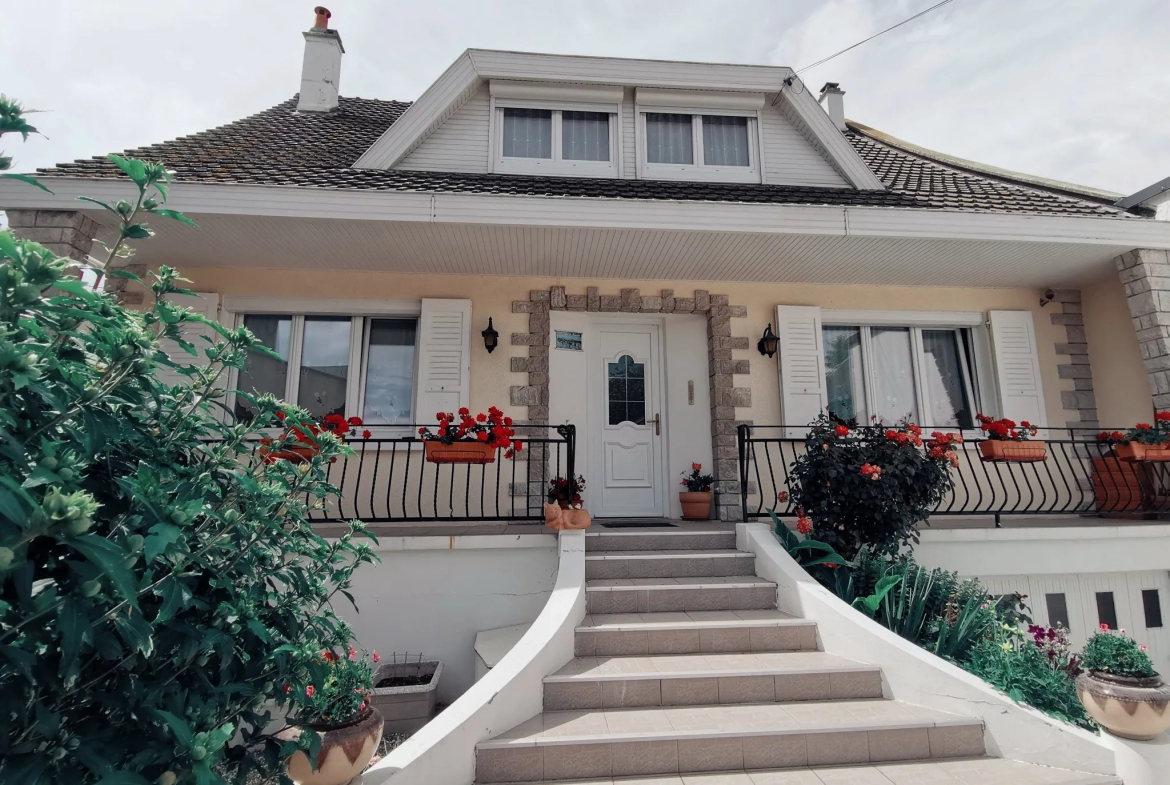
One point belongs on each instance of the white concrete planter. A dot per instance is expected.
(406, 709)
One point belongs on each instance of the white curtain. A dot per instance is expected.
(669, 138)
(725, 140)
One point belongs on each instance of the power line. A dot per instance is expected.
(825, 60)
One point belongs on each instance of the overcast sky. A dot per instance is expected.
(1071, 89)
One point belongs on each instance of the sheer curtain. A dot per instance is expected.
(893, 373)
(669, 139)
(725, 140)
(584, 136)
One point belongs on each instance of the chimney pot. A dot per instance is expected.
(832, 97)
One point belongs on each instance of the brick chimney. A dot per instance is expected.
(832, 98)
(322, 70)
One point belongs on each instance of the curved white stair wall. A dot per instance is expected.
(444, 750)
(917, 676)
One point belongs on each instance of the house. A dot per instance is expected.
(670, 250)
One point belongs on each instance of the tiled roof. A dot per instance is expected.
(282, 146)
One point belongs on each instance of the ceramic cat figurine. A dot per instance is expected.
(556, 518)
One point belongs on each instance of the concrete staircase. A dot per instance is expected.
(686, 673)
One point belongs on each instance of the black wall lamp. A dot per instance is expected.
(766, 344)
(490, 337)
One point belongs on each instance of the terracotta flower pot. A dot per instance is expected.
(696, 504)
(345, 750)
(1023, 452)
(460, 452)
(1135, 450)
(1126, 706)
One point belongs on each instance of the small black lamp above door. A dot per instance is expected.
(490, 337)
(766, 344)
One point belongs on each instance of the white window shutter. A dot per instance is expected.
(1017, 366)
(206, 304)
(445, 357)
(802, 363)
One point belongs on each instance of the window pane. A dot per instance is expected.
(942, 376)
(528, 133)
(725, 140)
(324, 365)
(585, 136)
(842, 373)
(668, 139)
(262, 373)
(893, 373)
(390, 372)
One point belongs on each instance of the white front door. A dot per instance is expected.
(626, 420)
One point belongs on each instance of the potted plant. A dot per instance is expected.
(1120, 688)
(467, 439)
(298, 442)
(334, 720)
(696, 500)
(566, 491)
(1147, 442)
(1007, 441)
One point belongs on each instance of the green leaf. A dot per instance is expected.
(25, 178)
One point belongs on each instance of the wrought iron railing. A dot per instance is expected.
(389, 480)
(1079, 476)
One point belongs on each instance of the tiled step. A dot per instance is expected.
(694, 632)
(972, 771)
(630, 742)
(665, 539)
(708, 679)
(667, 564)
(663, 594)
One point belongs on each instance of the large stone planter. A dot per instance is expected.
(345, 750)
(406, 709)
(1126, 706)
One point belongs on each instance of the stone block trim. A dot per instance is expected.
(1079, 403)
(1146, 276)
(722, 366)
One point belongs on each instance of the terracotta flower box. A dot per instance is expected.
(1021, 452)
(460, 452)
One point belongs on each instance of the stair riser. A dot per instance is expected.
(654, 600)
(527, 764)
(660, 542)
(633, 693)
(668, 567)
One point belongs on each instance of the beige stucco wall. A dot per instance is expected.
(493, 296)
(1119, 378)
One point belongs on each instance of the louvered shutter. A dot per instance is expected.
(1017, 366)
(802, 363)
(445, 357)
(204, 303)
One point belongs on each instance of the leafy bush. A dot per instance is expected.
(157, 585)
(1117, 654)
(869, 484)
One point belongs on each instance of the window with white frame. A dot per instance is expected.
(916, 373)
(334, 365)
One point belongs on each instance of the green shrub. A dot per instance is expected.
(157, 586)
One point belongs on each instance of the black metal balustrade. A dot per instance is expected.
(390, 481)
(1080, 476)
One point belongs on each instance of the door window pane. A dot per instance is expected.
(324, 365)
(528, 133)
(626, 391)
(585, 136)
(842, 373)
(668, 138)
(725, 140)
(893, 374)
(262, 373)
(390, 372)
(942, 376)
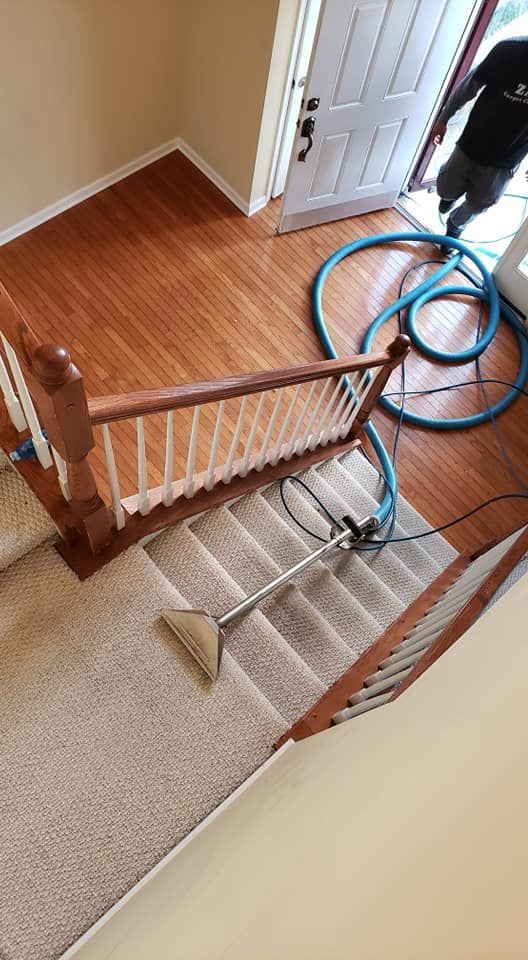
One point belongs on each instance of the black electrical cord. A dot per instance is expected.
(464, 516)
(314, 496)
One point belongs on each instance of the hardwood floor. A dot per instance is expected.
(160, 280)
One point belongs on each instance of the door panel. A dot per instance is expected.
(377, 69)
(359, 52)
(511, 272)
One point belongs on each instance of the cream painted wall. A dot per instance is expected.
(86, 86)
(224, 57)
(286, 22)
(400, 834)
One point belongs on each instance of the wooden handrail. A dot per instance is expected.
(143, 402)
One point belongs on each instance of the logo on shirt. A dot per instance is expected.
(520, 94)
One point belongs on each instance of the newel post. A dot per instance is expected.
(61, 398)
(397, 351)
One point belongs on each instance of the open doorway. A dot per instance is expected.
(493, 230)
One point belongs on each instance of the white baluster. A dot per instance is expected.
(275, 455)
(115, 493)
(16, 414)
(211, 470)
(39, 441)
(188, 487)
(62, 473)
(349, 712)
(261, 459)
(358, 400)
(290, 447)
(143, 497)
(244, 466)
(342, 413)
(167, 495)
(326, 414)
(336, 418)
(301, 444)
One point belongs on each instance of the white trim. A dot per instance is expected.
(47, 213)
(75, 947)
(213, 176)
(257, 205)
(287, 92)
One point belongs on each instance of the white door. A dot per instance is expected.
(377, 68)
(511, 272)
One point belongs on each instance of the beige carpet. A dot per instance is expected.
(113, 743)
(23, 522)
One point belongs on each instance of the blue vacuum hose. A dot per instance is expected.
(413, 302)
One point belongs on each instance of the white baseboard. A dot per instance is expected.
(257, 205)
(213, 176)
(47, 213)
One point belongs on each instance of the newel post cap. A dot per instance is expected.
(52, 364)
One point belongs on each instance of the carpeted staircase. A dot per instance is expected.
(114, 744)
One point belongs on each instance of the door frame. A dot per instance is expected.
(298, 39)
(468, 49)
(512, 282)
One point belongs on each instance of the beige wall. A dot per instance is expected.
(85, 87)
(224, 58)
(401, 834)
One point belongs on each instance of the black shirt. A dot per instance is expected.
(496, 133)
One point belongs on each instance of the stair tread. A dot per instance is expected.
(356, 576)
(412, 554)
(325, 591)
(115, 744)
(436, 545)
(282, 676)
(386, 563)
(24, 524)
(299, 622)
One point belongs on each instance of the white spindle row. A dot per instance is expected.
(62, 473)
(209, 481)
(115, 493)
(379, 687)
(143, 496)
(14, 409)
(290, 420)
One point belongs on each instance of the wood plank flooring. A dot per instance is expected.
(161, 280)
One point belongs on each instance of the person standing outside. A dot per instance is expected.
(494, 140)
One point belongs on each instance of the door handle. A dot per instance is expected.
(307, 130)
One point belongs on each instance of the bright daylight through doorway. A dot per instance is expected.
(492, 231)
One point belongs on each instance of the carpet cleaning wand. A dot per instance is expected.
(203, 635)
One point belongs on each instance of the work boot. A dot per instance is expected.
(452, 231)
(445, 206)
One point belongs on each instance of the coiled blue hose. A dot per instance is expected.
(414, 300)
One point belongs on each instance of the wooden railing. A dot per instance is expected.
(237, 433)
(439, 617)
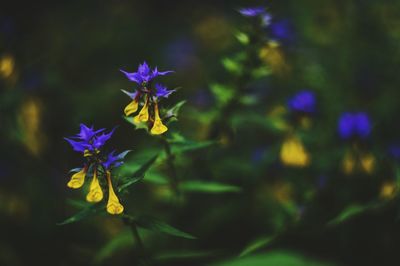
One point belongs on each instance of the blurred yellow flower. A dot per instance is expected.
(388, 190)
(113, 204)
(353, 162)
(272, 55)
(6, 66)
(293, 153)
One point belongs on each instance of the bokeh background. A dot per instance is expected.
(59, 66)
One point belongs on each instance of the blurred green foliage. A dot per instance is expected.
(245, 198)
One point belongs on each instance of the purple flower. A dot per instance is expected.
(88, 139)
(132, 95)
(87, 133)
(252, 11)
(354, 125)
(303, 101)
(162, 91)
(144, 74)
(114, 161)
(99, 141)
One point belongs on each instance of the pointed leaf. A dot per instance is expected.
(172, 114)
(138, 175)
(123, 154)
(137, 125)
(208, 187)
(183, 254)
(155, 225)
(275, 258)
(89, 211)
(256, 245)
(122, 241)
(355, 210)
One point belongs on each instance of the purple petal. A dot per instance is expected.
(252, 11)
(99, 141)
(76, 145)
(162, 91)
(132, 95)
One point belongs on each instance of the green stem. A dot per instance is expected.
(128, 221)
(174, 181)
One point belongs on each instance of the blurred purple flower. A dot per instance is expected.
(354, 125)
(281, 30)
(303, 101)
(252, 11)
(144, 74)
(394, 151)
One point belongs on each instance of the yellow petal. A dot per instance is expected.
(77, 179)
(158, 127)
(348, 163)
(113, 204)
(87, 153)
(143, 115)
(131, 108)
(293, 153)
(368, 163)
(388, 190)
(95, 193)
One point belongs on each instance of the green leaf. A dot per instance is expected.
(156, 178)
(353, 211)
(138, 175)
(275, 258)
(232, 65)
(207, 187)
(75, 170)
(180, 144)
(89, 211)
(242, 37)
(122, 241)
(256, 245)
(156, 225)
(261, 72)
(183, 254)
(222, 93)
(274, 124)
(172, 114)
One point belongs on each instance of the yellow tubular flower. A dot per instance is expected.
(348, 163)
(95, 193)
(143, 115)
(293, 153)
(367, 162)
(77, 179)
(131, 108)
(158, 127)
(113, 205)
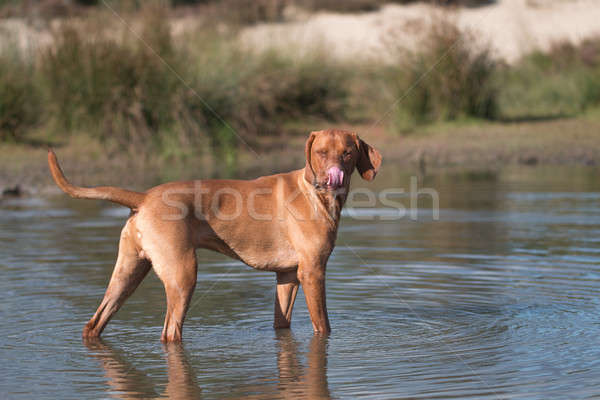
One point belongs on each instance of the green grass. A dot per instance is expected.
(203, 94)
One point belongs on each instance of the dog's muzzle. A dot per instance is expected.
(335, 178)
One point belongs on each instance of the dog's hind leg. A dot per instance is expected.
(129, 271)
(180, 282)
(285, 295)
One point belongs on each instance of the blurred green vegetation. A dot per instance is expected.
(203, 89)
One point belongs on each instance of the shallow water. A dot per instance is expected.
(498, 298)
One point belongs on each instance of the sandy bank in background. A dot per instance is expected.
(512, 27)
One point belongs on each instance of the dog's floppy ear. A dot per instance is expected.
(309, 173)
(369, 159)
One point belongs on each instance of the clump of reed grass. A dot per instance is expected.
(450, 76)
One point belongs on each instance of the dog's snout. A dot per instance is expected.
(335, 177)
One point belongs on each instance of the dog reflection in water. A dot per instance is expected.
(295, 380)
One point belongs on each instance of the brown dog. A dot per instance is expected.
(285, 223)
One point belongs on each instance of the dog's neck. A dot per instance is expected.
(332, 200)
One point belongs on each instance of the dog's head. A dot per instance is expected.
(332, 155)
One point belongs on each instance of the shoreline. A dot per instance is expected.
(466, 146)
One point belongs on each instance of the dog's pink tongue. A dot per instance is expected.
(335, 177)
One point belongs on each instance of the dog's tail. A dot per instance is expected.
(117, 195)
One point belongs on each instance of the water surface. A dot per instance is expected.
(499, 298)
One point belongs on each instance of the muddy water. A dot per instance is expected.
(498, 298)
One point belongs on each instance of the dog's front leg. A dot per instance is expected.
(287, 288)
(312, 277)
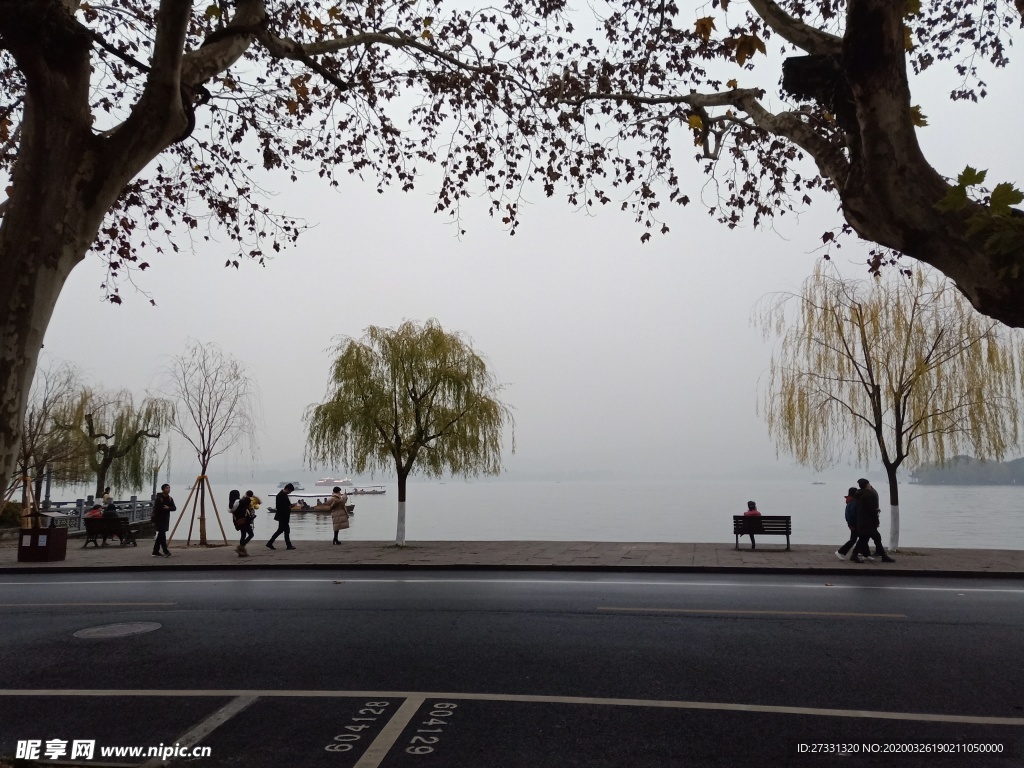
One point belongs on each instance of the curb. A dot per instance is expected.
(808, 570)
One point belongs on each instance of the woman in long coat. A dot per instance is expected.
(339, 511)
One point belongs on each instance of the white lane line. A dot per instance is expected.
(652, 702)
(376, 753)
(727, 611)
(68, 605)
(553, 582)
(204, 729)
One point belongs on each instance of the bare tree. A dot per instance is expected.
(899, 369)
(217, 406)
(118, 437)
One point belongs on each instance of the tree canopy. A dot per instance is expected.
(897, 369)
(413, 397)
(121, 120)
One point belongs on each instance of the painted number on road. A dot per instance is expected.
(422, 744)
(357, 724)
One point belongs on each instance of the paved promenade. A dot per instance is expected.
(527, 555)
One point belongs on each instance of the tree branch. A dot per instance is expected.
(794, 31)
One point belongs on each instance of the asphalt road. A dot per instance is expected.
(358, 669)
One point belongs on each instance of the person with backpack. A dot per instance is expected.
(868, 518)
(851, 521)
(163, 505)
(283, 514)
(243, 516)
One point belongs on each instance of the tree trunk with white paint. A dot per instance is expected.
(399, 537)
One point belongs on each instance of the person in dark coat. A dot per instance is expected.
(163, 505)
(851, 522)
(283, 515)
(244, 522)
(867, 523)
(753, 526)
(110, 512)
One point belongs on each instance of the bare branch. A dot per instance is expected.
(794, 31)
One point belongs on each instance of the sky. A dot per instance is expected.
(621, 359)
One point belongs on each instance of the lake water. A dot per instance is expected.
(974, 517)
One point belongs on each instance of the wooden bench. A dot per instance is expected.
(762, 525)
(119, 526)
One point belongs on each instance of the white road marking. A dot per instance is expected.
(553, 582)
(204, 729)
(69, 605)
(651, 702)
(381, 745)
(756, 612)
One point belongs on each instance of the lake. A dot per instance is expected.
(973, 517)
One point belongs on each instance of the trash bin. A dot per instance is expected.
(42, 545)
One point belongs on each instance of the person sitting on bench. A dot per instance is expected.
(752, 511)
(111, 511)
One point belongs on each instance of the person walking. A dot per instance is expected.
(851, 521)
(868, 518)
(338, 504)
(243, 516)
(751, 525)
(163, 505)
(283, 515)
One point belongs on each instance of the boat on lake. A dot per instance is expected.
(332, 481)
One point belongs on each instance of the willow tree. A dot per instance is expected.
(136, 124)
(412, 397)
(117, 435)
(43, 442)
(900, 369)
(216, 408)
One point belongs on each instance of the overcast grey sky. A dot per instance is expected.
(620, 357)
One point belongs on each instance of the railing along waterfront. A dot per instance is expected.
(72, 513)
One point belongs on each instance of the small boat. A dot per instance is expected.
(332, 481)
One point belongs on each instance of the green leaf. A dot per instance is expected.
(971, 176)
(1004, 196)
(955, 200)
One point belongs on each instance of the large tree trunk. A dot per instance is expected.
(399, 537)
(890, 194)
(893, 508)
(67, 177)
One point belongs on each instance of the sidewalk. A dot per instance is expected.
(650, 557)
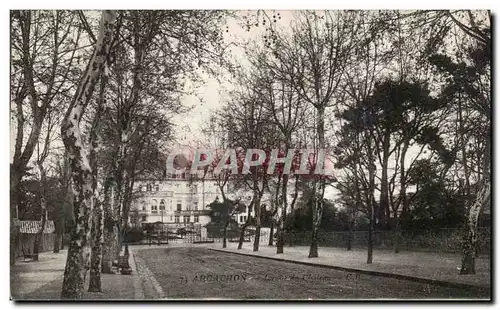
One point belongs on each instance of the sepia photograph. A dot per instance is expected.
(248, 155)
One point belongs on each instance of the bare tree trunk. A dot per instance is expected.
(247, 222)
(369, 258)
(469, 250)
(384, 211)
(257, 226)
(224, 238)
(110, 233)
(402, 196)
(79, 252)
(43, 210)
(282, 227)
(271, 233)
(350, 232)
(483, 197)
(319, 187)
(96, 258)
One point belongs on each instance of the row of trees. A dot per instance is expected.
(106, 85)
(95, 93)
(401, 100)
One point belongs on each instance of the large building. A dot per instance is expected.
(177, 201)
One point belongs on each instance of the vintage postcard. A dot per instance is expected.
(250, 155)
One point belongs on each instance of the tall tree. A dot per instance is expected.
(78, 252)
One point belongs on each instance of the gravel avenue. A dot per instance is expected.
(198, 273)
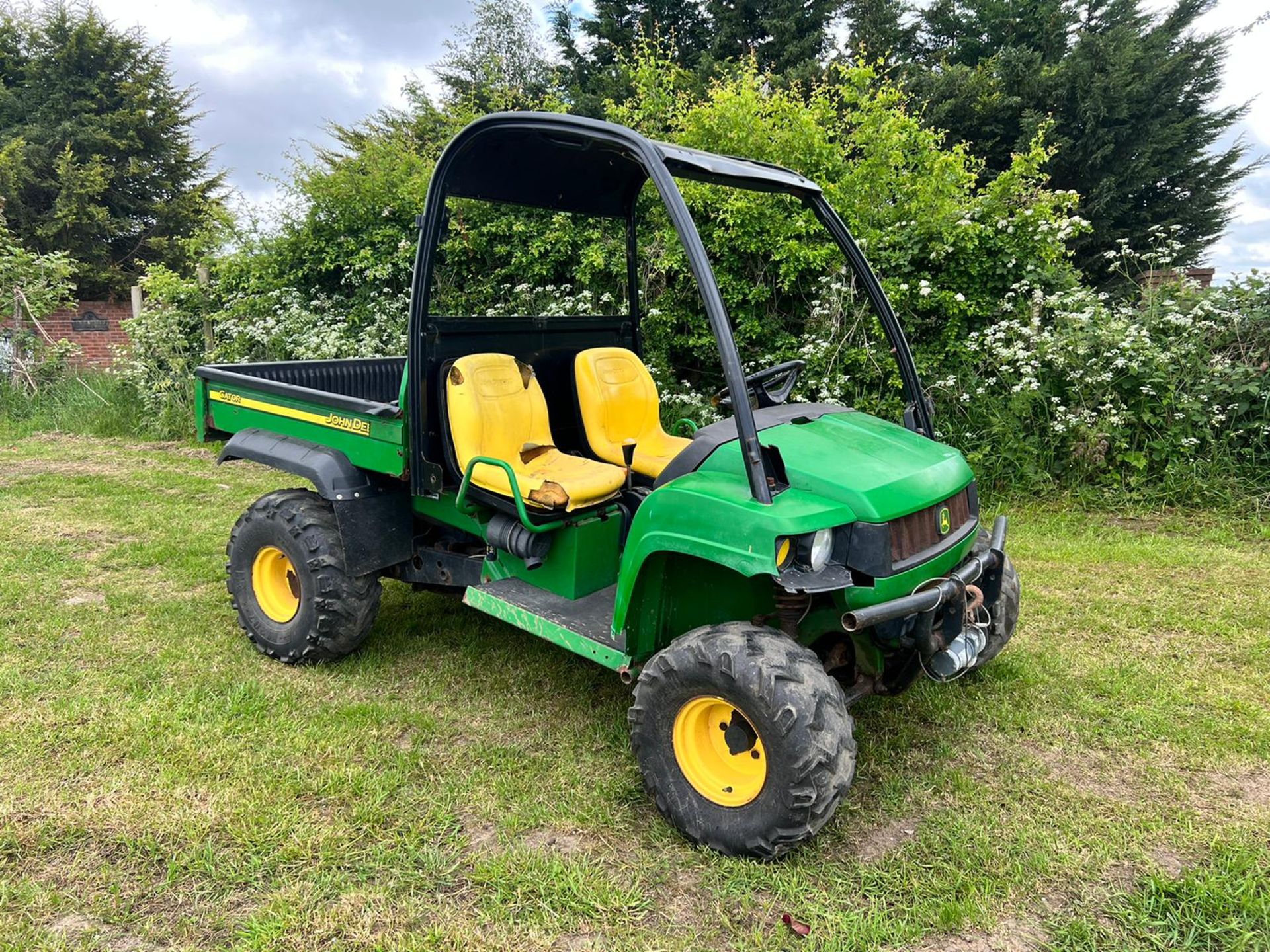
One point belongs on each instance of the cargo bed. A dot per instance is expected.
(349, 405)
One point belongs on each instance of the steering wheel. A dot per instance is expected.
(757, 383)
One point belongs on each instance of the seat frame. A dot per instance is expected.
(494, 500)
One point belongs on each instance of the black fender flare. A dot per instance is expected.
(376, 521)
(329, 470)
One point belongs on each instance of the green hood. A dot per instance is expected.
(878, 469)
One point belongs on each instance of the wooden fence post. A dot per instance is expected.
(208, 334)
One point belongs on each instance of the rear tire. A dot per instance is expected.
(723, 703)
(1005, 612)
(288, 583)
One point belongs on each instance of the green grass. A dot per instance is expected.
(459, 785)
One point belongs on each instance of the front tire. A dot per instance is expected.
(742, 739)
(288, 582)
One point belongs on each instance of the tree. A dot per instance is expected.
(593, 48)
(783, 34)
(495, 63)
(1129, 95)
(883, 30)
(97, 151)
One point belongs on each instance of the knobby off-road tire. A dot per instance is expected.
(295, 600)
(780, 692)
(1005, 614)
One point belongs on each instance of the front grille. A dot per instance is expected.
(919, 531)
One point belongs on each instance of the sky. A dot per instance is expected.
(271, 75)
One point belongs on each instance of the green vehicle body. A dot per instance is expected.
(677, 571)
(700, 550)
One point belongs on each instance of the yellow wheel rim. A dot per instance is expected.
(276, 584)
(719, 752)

Task to carry out
Every line from the one containing "One point belongs on each instance of the vintage" through the end of the data above should be copied exactly; nothing else is copied, and pictures are omitted.

Result of this task
One point belongs on each instance of the vintage postcard. A dot per instance is expected.
(250, 155)
One point belongs on each instance of the tall tree. A dot per instance is expected.
(78, 252)
One point belongs on each instance of the gravel avenue. A dot per instance is expected.
(198, 273)
One point belongs on each instance of the cargo bed. A dot per instance is expected.
(349, 405)
One point belongs on each instance of the steering wheel. A dot per instance is expected.
(757, 383)
One point belongs on each instance of the seat frame. A dot per instance is expected.
(494, 500)
One point belongs on each instance of the black fender flare. A dot per instance is expected.
(376, 521)
(329, 470)
One point belongs on each instance of the green hood. A dot per instance is expected.
(878, 469)
One point belongs on each instance of the wooden fence post. A dot per instance is expected.
(208, 334)
One point belongs on each instance of the rear tire. A dot per instance is expected.
(723, 703)
(1005, 612)
(288, 583)
One point belongs on each instance of the green grass. A dot per instance is expected.
(459, 785)
One point belongs on each instance of the front tire. A dot per instance is expected.
(742, 739)
(288, 582)
One point belongs on each instance of the tree. A dot per instance is expected.
(593, 48)
(783, 34)
(495, 63)
(1129, 95)
(883, 30)
(97, 151)
One point belongs on each instance of the knobby off-road tire. A dot per instance is expected.
(295, 600)
(780, 692)
(1005, 614)
One point belongs on each instance of the front grille. A dot per instance is expected.
(919, 531)
One point belongs on each instance of the sky. A dot per instance is expected.
(271, 75)
One point belongs on each instance of the green vehicle body. A dot per instance is expected.
(677, 571)
(700, 550)
One point belongs on each instance of the yellow wheel rim. A dot per instance is expected.
(276, 584)
(719, 752)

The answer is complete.